→ **Set of tasks**:
**A)** Write out everything in the homily on the Pharisee and the tax collector below, from "Sunday Homilies" down to "Sacrament is reserved.".
**B)** Continue the homily on the Pharisee and the tax collector below from where it stops.

Sunday Homilies

Categories

30th Sunday in Ordinary Time, Modern

Lectionary 150

The story of the Pharisee and the tax collector is not one of the more famous of our Lord’s parables, though it has long been a favorite of mine, in large part since it is depicted in a beautiful stained glass window in the abbey church where my brother monks and I pray each day. The window was made in the early 1900’s in Munich and shipped with all the others in our church to Latrobe, being installed in the transept of the church where the Blessed Sacrament is reserved.

Many of our stained glass windows are easily identifiable: the good Samaritan, the prodigal son, the Good Shepherd, the nativity, and so forth. However, only a few of the many visitors whom I have shown around the church have been able to recognize the window illustrating the important lesson from the Bible we hear today. The parable of the Pharisee and the tax collector is found only in St. Luke’s gospel, and is only read once every three years at Sunday mass, and on the Saturday of the third week of Lent each year.

As is normally the case in our liturgies we are prepared for the gospel by the Old Testament reading and the Psalm; in the first reading from Sirach we are reminded that God judges justly and shows no favorites: “he is not unduly partial toward the weak, yet he hears the cry of the oppressed” (Sir 35:16). The Psalmist reinforces the notion that “the Lord hears the cry of the poor” (Ps 34:7). The first part of Sirach’s teaching, that God is not unduly partial to the weak, is expressed in the ancient manuscripts of this book through a colorful idiom literally meaning “to receive the face of a person”. We might think of a sly con artist smiling broadly and welcoming someone they only want to cheat out of some money—God does not put on such false shows. Nonetheless, God does receive the prayer of the poor, and in fact has a predisposition toward them: not in the dishonest way that a con artist affects, but in a genuine and loving recognition of their vulnerability and indeed a desire to be close to them in their humble state.

→ **Dataset excerpt**:
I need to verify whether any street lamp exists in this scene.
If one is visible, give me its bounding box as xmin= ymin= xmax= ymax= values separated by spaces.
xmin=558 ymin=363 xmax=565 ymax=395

→ **Task answers**:
**A)**
Sunday Homilies

Categories

30th Sunday in Ordinary Time, Modern

Lectionary 150

The story of the Pharisee and the tax collector is not one of the more famous of our Lord’s parables, though it has long been a favorite of mine, in large part since it is depicted in a beautiful stained glass window in the abbey church where my brother monks and I pray each day. The window was made in the early 1900’s in Munich and shipped with all the others in our church to Latrobe, being installed in the transept of the church where the Blessed Sacrament is reserved.

**B)**
When it comes to the gospel we hear that the Pharisee approached the presence of the Lord in the Temple with arrogance and a sense of entitlement, saying to himself: “O God, I thank you that I am not like the rest of humanity—greedy, dishonest, adulterous—or even like this tax collector. I fast twice a week, and I pay tithes on my whole income” (Luke 18:11-12). He is essentially justifying himself before God, “smiling broadly” as I put it earlier and expecting that he can manipulate God by this public show of piety. The tax collector by contrast stands off in the distance and strikes his breast saying: “O God, be merciful to me a sinner” (Luke 18:13). The former was taken by pride and the mistaken notion that he could “win” the Lord’s approval by false piety, the latter understood properly that God shows no partiality, but is rich in mercy to those who revere him and who are humble of heart.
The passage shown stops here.